• **EXCERPTED TEXT**:
Holding their administration to account: Concordia student journalists bent on investigations
When Concordia University’s student newspaper, The Link, makes shocking revelations through investigative work, the impact spreads past campus borders and into the community at large.
“Why the hell didn’t I know about this?”
That's how a Concordia University governor reacted to one of The Link's investigations on an international student exchange program. The surprise doesn't seem to be uncommon. Another scoop derailed the then-governing student unions' plans to purchase a questionable building earmarked as the new student centre. Concordia's independent student newspaper has been “bent” on investigations for the past few years, says former editor-in-chief Laura Beeston, building a reputation to the point where people approach the organization with tips and information on potential stories.
While the student press covers campus life and events, it also has a role as a watchdog over the university and its administration. These public institutions have large, mostly publicly-funded budgets, and must be held accountable in the same light as politicians. And sometimes what is uncovered in that light warrants national attention.

• **EXERCISE**:
Duplicate the passage of the article on Concordia's student journalists, everything from "That's how a" down to "on potential stories.". These records have nothing to do with the work on the text.

(Pointing records)
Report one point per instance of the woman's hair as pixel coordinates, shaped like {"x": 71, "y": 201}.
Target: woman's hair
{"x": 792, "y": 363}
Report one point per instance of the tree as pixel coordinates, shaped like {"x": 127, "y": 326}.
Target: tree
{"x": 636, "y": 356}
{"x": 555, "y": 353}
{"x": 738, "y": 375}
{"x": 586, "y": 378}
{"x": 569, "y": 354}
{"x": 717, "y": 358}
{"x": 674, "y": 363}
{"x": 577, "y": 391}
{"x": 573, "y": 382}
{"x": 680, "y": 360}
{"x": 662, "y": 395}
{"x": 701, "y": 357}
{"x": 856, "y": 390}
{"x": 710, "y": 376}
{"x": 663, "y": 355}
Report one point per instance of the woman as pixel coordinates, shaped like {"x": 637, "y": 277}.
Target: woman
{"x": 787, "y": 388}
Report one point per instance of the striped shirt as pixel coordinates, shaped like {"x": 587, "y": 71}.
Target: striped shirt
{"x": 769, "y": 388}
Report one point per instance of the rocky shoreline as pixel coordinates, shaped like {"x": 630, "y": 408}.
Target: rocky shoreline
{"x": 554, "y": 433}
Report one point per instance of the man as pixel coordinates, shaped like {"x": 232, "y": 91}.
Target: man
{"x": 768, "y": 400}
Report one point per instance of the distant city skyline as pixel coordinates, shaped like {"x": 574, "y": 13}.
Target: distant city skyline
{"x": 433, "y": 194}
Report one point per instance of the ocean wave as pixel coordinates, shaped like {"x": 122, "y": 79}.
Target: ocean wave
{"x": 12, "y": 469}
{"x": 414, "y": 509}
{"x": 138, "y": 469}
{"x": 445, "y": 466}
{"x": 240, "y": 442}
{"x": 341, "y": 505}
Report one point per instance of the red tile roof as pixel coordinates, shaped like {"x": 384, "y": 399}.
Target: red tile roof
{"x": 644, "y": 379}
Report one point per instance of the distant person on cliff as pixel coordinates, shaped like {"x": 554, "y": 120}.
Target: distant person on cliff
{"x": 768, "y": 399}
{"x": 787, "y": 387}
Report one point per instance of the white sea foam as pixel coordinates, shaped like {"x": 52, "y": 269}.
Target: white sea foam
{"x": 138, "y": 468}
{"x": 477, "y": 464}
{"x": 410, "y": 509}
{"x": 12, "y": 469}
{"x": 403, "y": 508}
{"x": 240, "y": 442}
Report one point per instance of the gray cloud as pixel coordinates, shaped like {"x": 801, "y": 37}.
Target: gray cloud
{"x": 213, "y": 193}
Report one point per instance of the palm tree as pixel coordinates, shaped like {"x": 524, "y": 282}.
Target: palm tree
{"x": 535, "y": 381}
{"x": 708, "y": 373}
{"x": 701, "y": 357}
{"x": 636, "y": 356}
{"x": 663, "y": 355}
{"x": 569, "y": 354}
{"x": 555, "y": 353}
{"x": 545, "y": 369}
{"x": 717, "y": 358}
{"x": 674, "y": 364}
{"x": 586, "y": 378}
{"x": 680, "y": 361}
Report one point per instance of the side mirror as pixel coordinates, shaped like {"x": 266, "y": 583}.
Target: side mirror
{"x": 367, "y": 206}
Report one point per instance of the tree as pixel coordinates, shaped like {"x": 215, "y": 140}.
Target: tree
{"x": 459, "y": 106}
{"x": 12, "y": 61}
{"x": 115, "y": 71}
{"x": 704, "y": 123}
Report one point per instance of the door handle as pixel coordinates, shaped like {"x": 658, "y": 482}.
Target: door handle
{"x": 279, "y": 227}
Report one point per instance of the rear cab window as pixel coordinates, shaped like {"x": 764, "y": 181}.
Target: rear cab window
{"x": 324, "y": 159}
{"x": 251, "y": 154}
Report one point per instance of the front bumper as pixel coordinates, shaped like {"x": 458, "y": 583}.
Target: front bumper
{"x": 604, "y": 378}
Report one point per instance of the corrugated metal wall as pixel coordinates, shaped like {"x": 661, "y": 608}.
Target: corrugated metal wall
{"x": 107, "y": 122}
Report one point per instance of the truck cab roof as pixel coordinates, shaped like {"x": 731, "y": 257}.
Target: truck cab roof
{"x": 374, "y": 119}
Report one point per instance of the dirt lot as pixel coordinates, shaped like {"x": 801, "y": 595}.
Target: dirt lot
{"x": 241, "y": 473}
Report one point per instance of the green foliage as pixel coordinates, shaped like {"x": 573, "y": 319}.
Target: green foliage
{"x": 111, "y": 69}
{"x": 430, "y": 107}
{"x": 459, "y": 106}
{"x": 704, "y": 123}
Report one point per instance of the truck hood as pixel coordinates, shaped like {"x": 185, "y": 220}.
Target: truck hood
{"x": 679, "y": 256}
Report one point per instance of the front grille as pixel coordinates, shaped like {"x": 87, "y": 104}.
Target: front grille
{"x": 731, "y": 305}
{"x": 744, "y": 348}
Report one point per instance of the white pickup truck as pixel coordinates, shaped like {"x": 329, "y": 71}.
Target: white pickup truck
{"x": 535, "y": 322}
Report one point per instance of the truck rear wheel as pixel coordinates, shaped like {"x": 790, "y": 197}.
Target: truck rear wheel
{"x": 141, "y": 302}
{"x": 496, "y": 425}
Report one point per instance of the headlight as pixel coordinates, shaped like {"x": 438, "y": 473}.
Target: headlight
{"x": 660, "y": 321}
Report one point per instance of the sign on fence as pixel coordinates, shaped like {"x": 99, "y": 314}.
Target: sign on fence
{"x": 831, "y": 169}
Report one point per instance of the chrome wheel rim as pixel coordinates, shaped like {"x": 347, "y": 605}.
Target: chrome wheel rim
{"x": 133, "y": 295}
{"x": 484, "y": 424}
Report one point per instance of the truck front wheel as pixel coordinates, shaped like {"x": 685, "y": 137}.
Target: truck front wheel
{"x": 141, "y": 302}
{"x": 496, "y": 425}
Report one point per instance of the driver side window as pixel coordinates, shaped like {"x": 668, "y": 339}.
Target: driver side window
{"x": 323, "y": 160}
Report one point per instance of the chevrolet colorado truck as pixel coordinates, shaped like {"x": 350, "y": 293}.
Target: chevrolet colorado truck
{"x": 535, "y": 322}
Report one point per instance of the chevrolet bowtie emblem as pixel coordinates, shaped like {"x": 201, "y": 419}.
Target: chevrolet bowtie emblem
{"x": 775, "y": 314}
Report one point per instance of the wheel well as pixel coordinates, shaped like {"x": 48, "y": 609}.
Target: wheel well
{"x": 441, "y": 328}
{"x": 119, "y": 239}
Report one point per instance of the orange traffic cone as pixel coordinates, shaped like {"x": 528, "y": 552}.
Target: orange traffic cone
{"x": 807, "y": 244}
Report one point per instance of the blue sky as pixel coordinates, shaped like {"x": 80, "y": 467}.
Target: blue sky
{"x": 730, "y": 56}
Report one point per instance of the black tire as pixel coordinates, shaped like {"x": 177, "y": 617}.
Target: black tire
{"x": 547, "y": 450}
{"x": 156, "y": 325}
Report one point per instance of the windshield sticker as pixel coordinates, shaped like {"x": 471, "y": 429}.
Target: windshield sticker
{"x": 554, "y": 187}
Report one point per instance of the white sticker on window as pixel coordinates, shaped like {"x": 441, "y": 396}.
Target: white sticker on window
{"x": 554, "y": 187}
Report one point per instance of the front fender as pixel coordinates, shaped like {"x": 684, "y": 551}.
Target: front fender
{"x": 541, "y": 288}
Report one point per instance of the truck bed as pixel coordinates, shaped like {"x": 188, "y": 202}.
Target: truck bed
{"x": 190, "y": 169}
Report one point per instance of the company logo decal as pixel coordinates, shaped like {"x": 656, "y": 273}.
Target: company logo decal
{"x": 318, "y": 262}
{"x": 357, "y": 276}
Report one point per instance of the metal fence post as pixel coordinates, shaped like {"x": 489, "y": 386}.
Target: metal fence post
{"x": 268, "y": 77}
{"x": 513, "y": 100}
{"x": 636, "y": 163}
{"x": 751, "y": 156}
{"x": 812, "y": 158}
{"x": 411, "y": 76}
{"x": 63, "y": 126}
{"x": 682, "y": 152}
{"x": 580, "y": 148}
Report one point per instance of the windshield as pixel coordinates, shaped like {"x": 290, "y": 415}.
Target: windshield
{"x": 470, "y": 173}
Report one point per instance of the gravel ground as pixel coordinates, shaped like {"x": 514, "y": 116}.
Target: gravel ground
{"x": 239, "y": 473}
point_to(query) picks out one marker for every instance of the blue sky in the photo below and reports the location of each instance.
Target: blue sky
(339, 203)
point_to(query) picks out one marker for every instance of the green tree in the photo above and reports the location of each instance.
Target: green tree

• **THE RESULT**:
That's how a Concordia University governor reacted to one of The Link's investigations on an international student exchange program. The surprise doesn't seem to be uncommon. Another scoop derailed the then-governing student unions' plans to purchase a questionable building earmarked as the new student centre. Concordia's independent student newspaper has been “bent” on investigations for the past few years, says former editor-in-chief Laura Beeston, building a reputation to the point where people approach the organization with tips and information on potential stories.